Exercise passage:
============
Samuel Clesson Allen (May 17, 1831 – May 13, 1903), known professionally as S. C. Allen, was a wealthy businessman in the Kingdom of Hawaii and the Territory of Hawaii. He was the namesake and nephew of Massachusetts politician Samuel Clesson Allen and a cousin to Hawaiian diplomat Elisha Hunt Allen. The bark S. C. Allen, and Port Allen on Kauai were named in his honor.

==Background==

He was born in New Salem, Massachusetts and raised in Bangor, Maine, the son of Frederick H. Allen. After receiving his basic education, he was briefly employed by Wilkinson, Stetson & Co. in Boston. The Allen family had a record of government service in both the United States and the Kingdom of Hawaii. His cousin Elisha Hunt Allen (1804–1883) was United States Minister to the Kingdom of Hawaii at the time S. C. relocated to the islands in 1850. He was the namesake of Minister Allen's father, US Congressman Samuel Clesson Allen (1772–1842). Elisha's son William Fessenden Allen (1831–1906) would serve on the staffs of Kamehameha V, Lunalilo and Kalākaua, as well as on the Advisory Council of the Provisional Government of Hawaii and the Executive Council of the Republic of Hawaii.
============
Information shown:

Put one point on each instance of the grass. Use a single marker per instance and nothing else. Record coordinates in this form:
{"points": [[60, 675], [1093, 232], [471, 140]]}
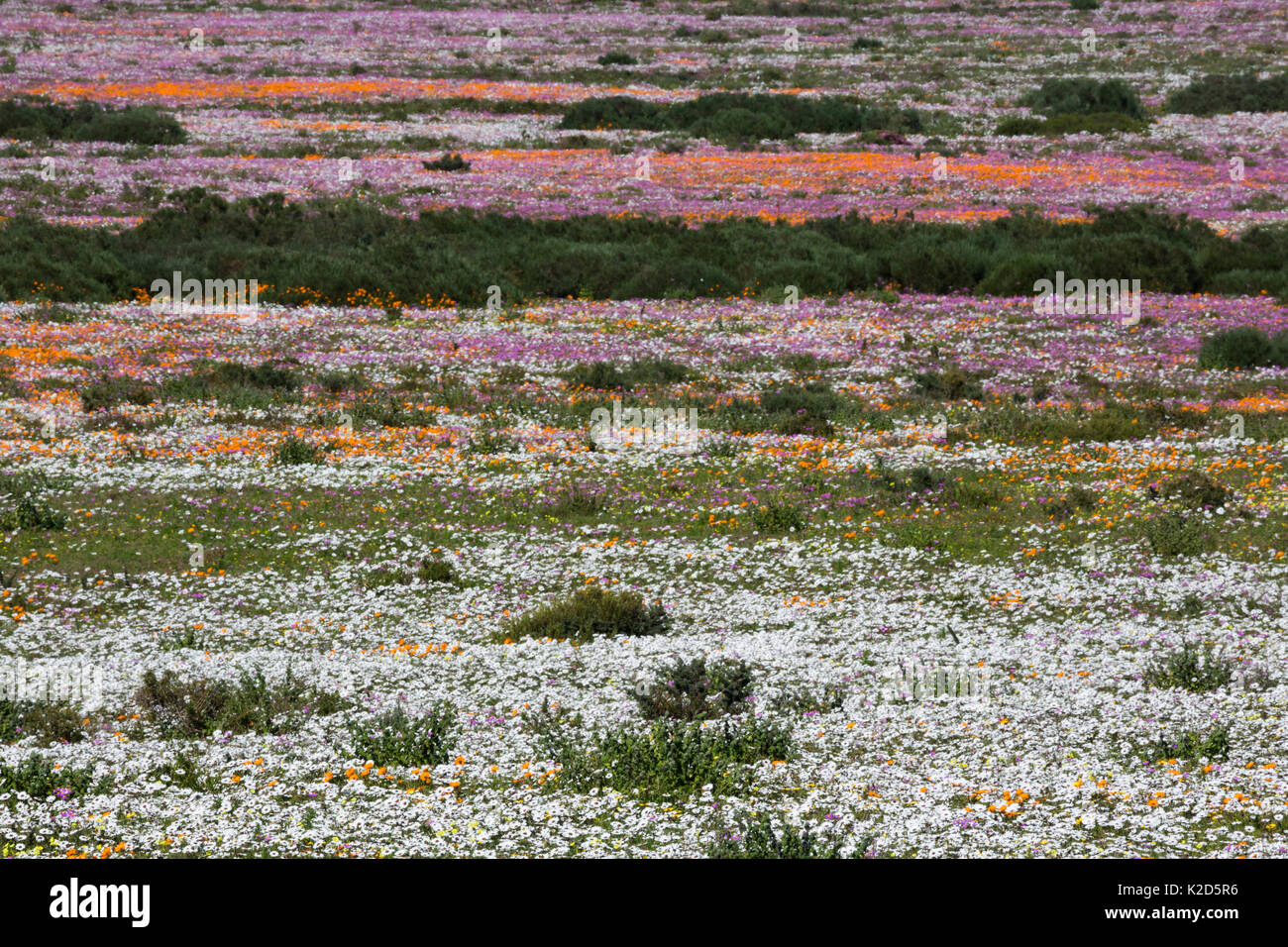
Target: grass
{"points": [[198, 707], [398, 738], [590, 613], [673, 759]]}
============
Parts of the exercise:
**1.** Answer from the S. C. Allen biography.
(a) What two things were named in his honor?
(b) In which town was he raised?
(c) In what year did he relocate to the islands?
**2.** In the S. C. Allen biography, change everything from "He was born" down to "Republic of Hawaii.", writing "Portland" where it says "Bangor".
**3.** Continue the S. C. Allen biography, picking up after its final sentence.
The data play no part in the work on the S. C. Allen biography.

Answers for each item:
**1.**
(a) The bark S. C. Allen and Port Allen on Kauai.
(b) Bangor, Maine.
(c) 1850.

**2.**
He was born in New Salem, Massachusetts and raised in Portland, Maine, the son of Frederick H. Allen. After receiving his basic education, he was briefly employed by Wilkinson, Stetson & Co. in Boston. The Allen family had a record of government service in both the United States and the Kingdom of Hawaii. His cousin Elisha Hunt Allen (1804–1883) was United States Minister to the Kingdom of Hawaii at the time S. C. relocated to the islands in 1850. He was the namesake of Minister Allen's father, US Congressman Samuel Clesson Allen (1772–1842). Elisha's son William Fessenden Allen (1831–1906) would serve on the staffs of Kamehameha V, Lunalilo and Kalākaua, as well as on the Advisory Council of the Provisional Government of Hawaii and the Executive Council of the Republic of Hawaii.

**3.**
On May 31, 1858, Allen received from Kamehameha IV a commission to take possession of unclaimed Pacific islands for the Hawaiian Kingdom. The first claim was on Johnston Atoll on June 14, which Allen named Kalama after his ship. The atoll had been claimed under the U.S. Guano Islands Act the previous December, leading to disputes over the island's ownership.

==Business==

There was probably no industry of the Territory that he was not connected with in some way. He was essentially a merchant and trader with keen insight and almost unerring judgement. Mr. Allen neither sought nor cared for official honors.
— The Hawaiian Star

After arriving in Hawaii, he used the name S. C. Allen professionally, and entered into a mercantile partnership with William A. Aldrich and John Smith Walker. In 1875, he and his brother-in-law Mark P. Robinson formed the Allen & Robinson Lumber Company and engaged in the operation of inter-island sailing ships.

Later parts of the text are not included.